* Passage *
To rally the Latin Church to his cause, Urban called the clergy to a grand ecclesiastical council. Held in late November at Clermont, in the Auvergne region of south-eastern France, this meeting was attended by some twelve archbishops, eighty bishops and ninety abbots - not a massive assembly by medieval standards, but the largest of Urban's pontificate to date. For more than a week, the council considered an array of ecclesiastical business, as Urban sought to disseminate his plans for the continued reform of the Church. Then, on 27 November, with the council drawing to a close, the pope announced that he would deliver a special sermon to an open-air assembly held in a field outside Clermont. Urban probably arranged for this public spectacle in the hope that his preaching would draw a large crowd, and later tradition maintained that the meeting had to be moved outside because of the sheer weight of numbers that gathered to hear him speak, but in reality perhaps only 300 or 400 people braved the chill November air. These select few were to bear witness to a captivating sermon.27
Pope Urban s message
Unless new evidence comes to light, we will never know exactly what Pope Urban II said in his momentous sermon. Even though this speech initiated a campaign that would change the face of European history, no precise record of Urban's words survives. In the years that followed, a number of men, including three eyewitnesses, did record versions of his address, but all of them wrote after the end of the First Crusade. Their accounts must, therefore, be read with a healthy dose of suspicion in mind, given that their versions of the events at Clermont were composed with the benefit of hindsight. They knew only too well what powerful emotions Urban's words would stir in western Christendom, the tide of humanity that would respond to his call and the dreadful progress of the crusade that followed. Only by carefully cross-referencing these versions of Urban's sermon with the pope's own letters, composed around the time of the council of Clermont, can we approach some understanding of his message and intentions.

* Material *
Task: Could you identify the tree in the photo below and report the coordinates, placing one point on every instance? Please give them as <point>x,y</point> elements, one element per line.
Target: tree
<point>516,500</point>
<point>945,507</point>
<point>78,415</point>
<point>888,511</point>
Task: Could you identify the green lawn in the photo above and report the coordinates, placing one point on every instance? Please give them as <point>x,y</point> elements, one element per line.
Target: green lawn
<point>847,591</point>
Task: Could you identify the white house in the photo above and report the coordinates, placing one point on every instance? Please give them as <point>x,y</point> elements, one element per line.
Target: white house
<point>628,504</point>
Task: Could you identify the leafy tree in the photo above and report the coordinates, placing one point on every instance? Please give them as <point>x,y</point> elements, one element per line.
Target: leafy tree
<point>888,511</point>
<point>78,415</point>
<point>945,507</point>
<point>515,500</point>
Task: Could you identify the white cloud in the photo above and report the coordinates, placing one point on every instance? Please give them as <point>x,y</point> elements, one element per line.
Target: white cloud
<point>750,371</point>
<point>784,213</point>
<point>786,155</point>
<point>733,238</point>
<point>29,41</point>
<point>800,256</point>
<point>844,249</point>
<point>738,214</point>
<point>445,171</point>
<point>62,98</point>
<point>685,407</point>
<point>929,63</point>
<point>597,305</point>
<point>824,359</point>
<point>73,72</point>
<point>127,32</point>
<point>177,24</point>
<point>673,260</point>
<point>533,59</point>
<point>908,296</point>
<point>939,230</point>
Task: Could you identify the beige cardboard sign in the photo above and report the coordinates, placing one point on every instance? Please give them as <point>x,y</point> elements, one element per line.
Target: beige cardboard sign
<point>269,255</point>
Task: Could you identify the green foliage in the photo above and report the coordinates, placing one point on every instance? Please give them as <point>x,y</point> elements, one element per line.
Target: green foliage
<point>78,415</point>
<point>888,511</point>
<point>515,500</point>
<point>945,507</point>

* Given request *
From the passage on the Council of Clermont, translate this sentence into Spanish: "Unless new evidence comes to light, we will never know exactly what Pope Urban II said in his momentous sermon." The rows come from a separate source.

* Response *
A menos que salgan a la luz nuevas pruebas, nunca sabremos con exactitud lo que dijo el papa Urbano II en su trascendental sermón.